▶ **What to produce**: In the listing, revise the lines starting with the line with "On this screenshot, the distant" and going on through the line with "[0,0,608,182]". Replace "cloud" with "cloud bank", keep everything else unchanged, and return only those lines.

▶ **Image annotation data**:
** Begin **

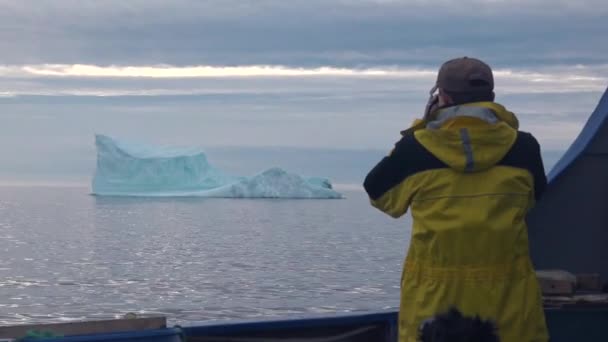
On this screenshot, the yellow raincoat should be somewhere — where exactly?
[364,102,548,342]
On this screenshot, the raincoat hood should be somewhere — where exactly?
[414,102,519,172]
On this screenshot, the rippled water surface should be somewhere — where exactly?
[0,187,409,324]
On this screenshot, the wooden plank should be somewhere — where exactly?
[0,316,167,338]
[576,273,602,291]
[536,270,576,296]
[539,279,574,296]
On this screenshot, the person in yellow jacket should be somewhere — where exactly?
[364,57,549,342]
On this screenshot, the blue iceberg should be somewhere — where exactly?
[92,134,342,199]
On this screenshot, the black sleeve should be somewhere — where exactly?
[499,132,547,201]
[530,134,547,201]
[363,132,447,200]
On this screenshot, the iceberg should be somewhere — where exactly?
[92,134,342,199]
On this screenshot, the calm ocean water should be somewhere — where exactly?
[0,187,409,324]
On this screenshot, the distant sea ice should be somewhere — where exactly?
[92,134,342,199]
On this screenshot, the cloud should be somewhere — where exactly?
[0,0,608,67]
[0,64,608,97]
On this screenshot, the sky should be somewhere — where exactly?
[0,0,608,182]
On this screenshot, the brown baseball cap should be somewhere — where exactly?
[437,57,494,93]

** End **
** Begin **

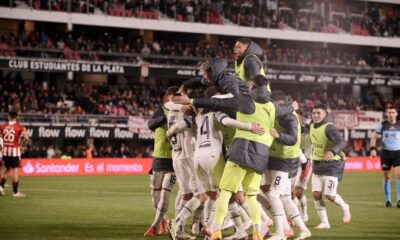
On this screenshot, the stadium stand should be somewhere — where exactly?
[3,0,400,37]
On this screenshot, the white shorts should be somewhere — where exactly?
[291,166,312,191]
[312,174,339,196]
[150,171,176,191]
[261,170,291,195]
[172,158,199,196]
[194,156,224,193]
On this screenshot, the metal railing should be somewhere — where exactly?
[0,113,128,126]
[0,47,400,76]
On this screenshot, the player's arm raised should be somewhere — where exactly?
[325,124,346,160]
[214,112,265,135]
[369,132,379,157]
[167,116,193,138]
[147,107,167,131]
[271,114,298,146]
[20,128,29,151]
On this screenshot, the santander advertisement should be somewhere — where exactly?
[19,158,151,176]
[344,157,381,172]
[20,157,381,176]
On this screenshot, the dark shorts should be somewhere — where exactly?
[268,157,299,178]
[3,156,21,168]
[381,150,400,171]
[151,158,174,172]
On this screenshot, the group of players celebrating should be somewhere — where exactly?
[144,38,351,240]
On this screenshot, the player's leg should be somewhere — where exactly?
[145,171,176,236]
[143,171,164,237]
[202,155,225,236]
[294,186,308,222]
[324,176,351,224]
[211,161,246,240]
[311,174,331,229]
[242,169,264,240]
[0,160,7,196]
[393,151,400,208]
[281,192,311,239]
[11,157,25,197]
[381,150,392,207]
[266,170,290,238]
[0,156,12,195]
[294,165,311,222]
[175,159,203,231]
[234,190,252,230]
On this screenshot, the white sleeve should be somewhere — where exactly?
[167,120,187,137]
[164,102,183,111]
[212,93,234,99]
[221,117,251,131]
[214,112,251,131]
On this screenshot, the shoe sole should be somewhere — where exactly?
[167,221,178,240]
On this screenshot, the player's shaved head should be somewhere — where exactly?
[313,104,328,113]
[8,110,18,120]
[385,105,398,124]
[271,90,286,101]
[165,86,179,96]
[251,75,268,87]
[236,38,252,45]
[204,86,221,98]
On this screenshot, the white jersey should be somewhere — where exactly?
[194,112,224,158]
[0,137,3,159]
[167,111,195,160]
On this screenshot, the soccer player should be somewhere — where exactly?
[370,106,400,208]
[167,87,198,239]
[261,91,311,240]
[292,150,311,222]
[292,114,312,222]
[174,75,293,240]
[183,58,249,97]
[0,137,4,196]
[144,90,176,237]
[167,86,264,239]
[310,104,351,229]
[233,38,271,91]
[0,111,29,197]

** End **

▶ **Full solution**:
On this screenshot, the distant sea ice should be somewhere — where exactly?
[92,134,342,199]
On this screenshot, the cloud bank should be somewhere — where exactly?
[0,0,608,67]
[0,64,608,97]
On this screenshot, the sky should be somewhere — where exactly?
[0,0,608,182]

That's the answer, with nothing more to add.